[Point-per-instance localization data]
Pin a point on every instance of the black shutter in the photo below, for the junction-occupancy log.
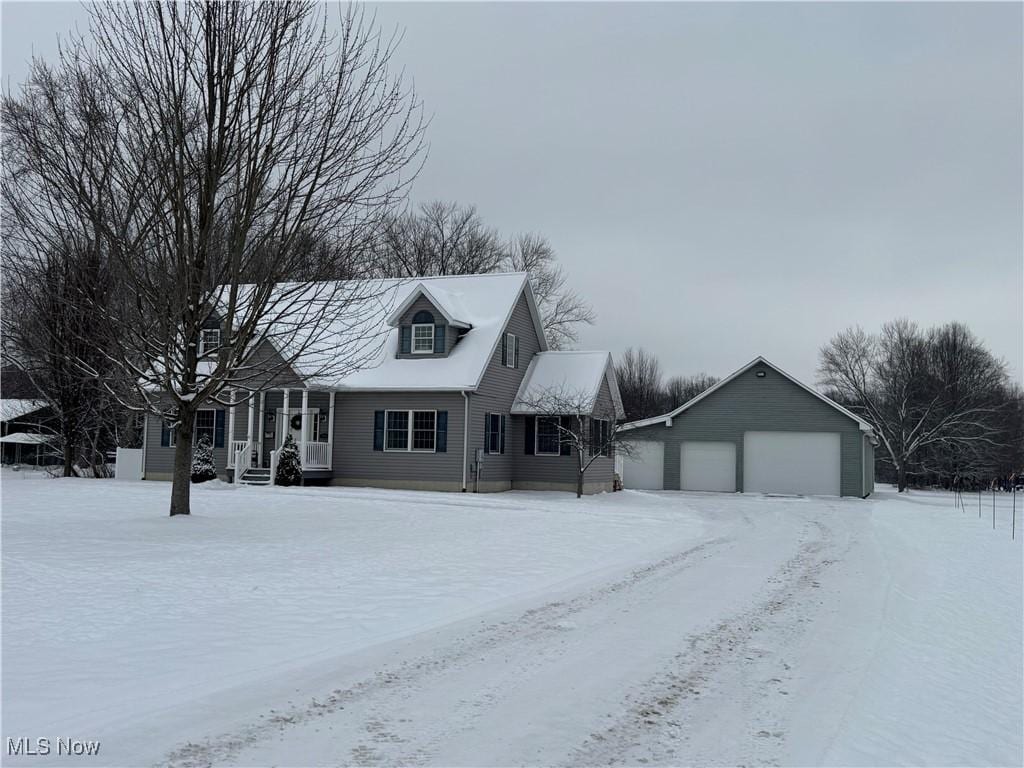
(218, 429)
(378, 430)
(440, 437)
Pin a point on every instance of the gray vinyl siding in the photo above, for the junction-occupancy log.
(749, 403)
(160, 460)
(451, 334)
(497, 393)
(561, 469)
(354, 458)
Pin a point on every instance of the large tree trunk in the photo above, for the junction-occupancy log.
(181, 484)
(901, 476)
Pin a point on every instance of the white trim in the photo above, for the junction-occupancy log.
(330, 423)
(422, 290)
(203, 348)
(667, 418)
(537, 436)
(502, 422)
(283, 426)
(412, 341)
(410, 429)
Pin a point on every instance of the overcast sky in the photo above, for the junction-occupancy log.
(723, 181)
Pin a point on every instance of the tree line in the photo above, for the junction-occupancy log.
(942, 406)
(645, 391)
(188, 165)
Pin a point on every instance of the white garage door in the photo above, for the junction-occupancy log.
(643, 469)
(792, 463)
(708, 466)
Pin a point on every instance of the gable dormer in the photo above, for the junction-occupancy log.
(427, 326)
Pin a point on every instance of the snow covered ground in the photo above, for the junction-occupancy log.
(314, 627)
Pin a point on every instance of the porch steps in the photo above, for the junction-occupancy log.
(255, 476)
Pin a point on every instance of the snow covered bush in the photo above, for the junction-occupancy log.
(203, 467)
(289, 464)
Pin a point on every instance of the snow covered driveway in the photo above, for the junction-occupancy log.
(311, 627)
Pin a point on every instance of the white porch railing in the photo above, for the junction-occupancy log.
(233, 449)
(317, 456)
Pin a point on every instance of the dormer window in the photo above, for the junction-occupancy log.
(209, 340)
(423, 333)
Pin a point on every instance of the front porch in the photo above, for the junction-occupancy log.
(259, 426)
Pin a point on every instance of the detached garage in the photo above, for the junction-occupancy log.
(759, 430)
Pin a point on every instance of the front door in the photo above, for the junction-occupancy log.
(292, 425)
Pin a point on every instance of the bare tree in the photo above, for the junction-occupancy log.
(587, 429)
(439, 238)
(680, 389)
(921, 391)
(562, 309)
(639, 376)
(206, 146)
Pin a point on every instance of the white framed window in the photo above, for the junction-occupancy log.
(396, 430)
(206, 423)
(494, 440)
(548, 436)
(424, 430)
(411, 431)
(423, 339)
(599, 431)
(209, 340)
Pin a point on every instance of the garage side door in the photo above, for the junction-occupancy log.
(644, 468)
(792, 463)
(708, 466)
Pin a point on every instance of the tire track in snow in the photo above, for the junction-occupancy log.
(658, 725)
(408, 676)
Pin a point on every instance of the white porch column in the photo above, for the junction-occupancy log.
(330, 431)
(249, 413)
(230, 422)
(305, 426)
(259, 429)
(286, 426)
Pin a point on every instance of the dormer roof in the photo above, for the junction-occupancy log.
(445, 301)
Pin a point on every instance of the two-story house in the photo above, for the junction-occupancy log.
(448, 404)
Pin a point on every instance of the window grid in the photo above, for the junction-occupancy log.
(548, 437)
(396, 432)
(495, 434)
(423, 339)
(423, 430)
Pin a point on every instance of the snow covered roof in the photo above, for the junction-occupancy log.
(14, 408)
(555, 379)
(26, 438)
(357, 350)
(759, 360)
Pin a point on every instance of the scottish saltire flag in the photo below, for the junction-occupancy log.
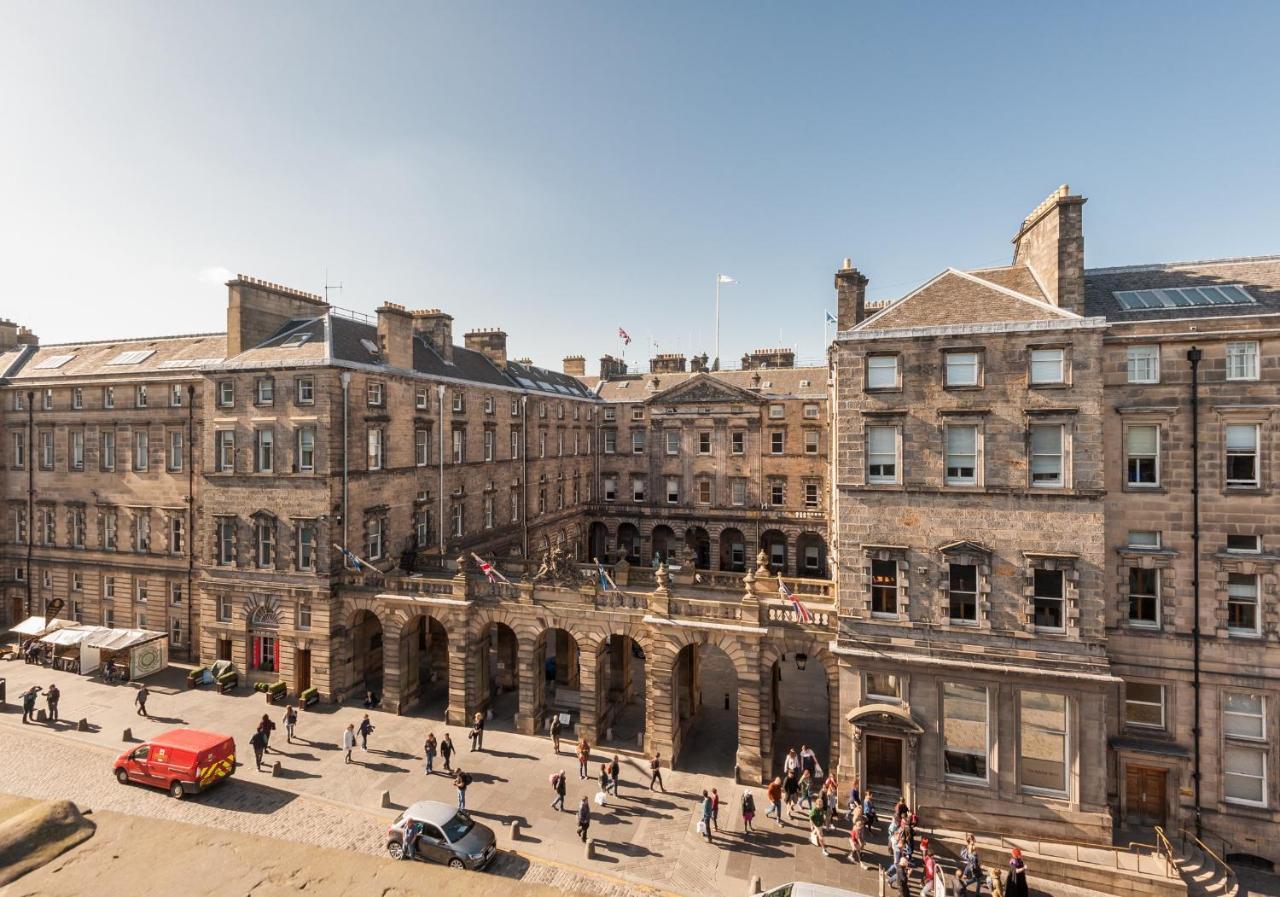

Problem description: Each line from the line containing "Pin a point on every instance of the snow covered roof" through the last line above must be written out exactly, and every picture must be omitted.

Output for this task:
Pin a point on every instance of the snow covered roof in the photo above, for the junction-occupancy log.
(14, 408)
(555, 379)
(26, 438)
(357, 350)
(759, 360)
Pin a point on every instance of the scottish saltire flag in the photo below, for the junction-occupancy log.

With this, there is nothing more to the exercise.